▸ WHAT YOU HAVE TO DO: Set down, exactly as written, every line from the one containing "Target: front grille" through the end of the listing.

□ □ □

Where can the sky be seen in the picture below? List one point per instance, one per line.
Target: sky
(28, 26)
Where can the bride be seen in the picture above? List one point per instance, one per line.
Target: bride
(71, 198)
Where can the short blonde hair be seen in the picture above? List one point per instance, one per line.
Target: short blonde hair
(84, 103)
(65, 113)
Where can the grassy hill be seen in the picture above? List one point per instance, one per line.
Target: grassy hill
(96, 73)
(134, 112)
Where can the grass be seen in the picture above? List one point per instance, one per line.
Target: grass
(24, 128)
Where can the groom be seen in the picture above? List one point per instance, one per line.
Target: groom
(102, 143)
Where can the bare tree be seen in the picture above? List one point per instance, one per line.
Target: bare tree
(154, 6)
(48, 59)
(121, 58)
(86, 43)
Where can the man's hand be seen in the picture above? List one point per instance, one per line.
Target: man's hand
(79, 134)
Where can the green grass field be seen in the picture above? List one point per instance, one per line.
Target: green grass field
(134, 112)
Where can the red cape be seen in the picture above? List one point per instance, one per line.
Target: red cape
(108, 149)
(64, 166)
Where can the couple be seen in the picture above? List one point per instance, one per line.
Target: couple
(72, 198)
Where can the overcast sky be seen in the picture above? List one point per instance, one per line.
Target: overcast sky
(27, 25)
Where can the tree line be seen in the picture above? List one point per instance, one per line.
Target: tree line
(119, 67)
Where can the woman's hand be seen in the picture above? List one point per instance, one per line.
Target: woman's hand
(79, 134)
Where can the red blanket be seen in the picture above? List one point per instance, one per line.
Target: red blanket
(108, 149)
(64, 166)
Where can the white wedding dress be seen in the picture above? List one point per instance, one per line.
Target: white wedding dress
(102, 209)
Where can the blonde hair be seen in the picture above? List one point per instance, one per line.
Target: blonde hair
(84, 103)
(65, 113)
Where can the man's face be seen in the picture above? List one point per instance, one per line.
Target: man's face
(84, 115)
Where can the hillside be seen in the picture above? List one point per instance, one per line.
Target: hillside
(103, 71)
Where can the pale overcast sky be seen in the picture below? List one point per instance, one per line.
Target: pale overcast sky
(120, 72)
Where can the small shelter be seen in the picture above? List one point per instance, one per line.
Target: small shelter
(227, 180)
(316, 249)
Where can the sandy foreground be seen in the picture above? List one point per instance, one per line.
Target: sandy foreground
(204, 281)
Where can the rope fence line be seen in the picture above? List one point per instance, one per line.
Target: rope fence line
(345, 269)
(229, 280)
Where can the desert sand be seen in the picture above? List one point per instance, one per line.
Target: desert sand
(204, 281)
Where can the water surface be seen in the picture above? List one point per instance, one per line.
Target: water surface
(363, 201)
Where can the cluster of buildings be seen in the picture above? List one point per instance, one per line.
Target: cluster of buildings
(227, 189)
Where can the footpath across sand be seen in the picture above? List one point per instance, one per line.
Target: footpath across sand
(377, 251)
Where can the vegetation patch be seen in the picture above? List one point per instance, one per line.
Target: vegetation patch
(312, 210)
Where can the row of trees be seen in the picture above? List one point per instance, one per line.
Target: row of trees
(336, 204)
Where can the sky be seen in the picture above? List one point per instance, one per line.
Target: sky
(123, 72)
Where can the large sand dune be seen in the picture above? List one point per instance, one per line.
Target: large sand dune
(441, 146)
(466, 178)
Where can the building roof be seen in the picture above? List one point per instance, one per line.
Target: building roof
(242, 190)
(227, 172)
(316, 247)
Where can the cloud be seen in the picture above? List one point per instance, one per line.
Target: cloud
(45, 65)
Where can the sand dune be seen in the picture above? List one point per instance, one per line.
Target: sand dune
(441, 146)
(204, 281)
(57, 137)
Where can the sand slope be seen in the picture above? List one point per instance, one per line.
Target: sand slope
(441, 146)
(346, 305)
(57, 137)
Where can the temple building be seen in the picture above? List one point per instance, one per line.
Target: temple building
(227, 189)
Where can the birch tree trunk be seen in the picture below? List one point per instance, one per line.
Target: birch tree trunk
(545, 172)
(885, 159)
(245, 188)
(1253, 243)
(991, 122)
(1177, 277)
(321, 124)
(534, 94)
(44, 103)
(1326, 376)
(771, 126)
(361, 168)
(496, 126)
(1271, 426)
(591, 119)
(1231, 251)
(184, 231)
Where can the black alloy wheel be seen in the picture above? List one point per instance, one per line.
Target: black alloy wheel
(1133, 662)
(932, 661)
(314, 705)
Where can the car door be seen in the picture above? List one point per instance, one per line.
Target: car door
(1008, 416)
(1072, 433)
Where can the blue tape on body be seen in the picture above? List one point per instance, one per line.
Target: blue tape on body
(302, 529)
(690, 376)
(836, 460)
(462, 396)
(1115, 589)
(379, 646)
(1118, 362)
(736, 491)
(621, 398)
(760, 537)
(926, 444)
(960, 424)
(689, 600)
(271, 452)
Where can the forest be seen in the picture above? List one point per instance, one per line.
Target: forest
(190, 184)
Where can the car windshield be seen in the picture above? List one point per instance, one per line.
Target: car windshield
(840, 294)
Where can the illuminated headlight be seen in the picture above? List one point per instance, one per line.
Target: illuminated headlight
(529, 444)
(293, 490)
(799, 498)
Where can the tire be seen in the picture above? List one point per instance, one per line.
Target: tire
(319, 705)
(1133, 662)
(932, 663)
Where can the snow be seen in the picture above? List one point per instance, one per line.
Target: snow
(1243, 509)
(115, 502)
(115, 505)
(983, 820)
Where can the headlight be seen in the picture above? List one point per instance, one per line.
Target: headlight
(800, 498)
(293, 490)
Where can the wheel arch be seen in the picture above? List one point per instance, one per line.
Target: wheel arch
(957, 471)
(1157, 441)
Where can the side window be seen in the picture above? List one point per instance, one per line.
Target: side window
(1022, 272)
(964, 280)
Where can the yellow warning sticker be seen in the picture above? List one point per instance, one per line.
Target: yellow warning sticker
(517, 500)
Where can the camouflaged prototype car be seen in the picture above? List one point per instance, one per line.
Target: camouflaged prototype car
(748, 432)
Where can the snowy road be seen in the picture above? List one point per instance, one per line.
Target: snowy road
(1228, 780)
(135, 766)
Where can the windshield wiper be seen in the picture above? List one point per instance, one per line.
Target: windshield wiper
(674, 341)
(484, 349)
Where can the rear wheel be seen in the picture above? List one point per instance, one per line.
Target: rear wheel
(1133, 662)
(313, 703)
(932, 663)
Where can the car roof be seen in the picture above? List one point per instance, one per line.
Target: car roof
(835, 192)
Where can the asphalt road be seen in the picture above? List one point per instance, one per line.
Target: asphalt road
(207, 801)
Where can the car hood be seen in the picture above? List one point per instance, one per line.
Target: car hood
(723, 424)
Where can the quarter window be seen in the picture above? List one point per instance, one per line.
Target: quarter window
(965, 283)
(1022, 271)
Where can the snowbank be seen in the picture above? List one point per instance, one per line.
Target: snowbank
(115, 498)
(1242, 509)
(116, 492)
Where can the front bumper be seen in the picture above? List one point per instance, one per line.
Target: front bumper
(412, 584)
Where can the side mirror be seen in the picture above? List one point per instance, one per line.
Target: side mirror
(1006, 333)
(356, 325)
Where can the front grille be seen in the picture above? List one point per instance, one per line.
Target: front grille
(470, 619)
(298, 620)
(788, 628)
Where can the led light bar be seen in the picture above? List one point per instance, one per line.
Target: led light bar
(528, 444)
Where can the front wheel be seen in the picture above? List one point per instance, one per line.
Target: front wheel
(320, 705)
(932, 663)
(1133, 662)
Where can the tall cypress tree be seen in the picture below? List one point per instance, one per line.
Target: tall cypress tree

□ □ □

▸ TASK ANSWER:
Target: front grille
(470, 619)
(298, 620)
(788, 628)
Where can the led light bar be seen in the picture above? List one point per instance, one per line.
Target: led light bar
(528, 444)
Where can the front wheel be seen in the picture above? List one point per instance, one per line.
Target: front wheel
(320, 705)
(932, 663)
(1133, 662)
Where can the tall cypress tree be seen in the picture below? List one point per instance, one per line.
Target: tall cypress tree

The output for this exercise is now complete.